ASSIGNED TASK:
Your answer should hold all lines of the entries that include the word "shown".
[Opening SUPPLIED DATA section]
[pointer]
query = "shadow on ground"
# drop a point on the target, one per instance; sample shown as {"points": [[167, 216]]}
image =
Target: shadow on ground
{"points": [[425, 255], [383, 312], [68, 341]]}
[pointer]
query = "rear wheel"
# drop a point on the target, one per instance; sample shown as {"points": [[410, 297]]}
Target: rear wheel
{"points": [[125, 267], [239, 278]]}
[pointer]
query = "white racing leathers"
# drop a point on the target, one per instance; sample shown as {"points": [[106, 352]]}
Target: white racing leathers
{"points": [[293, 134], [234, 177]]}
[Closing SUPPLIED DATA section]
[Opening SUPPLIED DATA section]
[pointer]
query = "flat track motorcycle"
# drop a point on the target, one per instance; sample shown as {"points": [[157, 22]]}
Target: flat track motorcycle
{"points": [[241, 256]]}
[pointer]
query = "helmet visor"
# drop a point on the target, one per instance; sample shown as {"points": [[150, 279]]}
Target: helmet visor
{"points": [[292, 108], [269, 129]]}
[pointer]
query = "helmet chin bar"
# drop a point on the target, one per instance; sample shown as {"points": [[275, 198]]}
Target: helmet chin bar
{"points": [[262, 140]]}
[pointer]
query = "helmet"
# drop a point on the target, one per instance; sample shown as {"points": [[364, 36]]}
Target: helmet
[Closing SUPPLIED DATA section]
ANSWER FOR THIS EXERCISE:
# drop a point on the target, one per instance; sample shown as {"points": [[167, 216]]}
# drop a point on the target, one per instance; sample shown as {"points": [[410, 297]]}
# drop a point on the target, one per instance; sample shown as {"points": [[106, 352]]}
# drop a point on the target, one per instance; sample shown as {"points": [[157, 22]]}
# drop a point on the target, one per instance; sample shown as {"points": [[150, 279]]}
# drop a point on the target, one per instance; sample shown as {"points": [[275, 198]]}
# drop a point on the target, one per instance; sample shown as {"points": [[364, 36]]}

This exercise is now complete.